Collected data
+--

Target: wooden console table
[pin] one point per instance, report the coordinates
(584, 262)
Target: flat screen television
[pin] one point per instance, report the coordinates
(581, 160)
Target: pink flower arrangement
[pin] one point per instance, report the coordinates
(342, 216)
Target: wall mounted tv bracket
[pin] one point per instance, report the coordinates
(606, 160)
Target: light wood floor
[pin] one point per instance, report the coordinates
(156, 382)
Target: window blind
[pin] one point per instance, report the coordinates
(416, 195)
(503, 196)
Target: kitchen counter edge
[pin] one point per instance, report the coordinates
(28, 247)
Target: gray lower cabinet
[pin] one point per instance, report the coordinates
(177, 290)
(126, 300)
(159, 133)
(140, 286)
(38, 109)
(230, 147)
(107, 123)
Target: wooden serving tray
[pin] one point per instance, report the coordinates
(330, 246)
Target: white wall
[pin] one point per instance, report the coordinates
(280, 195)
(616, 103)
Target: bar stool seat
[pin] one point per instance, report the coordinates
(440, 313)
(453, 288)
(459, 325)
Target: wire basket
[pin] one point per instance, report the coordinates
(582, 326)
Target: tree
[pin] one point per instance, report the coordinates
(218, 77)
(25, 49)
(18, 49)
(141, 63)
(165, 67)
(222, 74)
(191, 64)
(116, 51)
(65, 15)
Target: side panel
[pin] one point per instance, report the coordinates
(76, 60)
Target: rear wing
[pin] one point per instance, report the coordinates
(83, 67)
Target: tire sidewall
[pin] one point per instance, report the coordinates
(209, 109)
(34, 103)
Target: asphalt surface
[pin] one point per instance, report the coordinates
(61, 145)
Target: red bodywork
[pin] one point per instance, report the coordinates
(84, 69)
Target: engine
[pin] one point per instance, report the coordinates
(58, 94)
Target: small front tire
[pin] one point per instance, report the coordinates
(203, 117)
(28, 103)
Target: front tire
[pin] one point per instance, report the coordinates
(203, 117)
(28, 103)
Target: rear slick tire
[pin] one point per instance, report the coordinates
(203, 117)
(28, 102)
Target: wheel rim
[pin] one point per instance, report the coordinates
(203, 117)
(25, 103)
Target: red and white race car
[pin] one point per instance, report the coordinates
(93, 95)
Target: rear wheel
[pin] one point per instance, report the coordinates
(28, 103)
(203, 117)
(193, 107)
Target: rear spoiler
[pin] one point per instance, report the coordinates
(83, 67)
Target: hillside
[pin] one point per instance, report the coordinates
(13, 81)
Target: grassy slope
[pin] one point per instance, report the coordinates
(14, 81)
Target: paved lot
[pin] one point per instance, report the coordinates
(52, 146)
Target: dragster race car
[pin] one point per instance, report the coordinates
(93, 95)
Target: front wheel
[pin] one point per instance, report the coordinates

+--

__REQUEST__.
Output every entry shown above, exactly.

__OUTPUT OF THE EXERCISE__.
Target: wooden console table
[pin] one point per instance, report the coordinates
(584, 262)
Target: flat screen television
[pin] one point per instance, report the coordinates
(581, 160)
Target: pink flower arrangement
[pin] one point per instance, report the coordinates
(342, 216)
Target: wall mounted tv bracket
[pin] one point per instance, report the coordinates
(606, 160)
Target: light wood floor
[pin] one point per instance, report the coordinates
(156, 382)
Target: window blind
[pin] one point per instance, report the coordinates
(416, 195)
(503, 196)
Target: kitchen counter edge
[pin] one point per instance, report the coordinates
(28, 247)
Target: gray lower cabinet
[pin] one point per instance, report the coordinates
(177, 290)
(126, 300)
(159, 133)
(140, 286)
(38, 109)
(230, 147)
(107, 123)
Target: wooden serving tray
[pin] one point per instance, report the coordinates
(330, 246)
Target: white wall
[pin] one point per instance, report the coordinates
(280, 195)
(616, 103)
Target: bar stool seat
[pin] one point per instance, report the coordinates
(440, 313)
(453, 288)
(459, 325)
Target: wire basket
[pin] one point per instance, report the coordinates
(582, 326)
Target: tree
[pin] one point per instance, report the coordinates
(218, 77)
(25, 49)
(18, 49)
(141, 63)
(165, 67)
(222, 74)
(191, 64)
(116, 51)
(65, 15)
Target: side panel
[pin] one point per instance, report the coordinates
(76, 60)
Target: rear wing
[pin] one point per instance, report the coordinates
(83, 67)
Target: tire sidewall
[pin] one point per instance, report the coordinates
(209, 109)
(34, 103)
Target: asphalt surface
[pin] one point per instance, report the coordinates
(61, 145)
Target: red bodywork
[pin] one point per instance, report the coordinates
(84, 69)
Target: engine
[pin] one point per instance, report the coordinates
(58, 94)
Target: small front tire
[pin] one point per instance, report the coordinates
(203, 117)
(28, 103)
Target: front tire
[pin] one point per instance, report the coordinates
(203, 117)
(28, 103)
Target: rear slick tire
[pin] one point per instance, report the coordinates
(203, 117)
(28, 102)
Target: wheel rim
[pin] one point per instance, report the coordinates
(203, 117)
(25, 103)
Target: red and white race car
[pin] one point per instance, report the coordinates
(93, 95)
Target: rear wheel
[pin] one point per instance, report the coordinates
(28, 103)
(203, 117)
(193, 107)
Target: rear spoiler
[pin] one point per instance, report the coordinates
(83, 67)
Target: hillside
[pin] one point per instance, report the coordinates
(13, 81)
Target: grassy slope
[pin] one point per instance, report the coordinates
(14, 81)
Target: paved lot
[pin] one point per instance, report the coordinates
(52, 146)
Target: dragster race car
[pin] one point per instance, report the coordinates
(93, 95)
Target: front wheel
[pin] one point per instance, report the coordinates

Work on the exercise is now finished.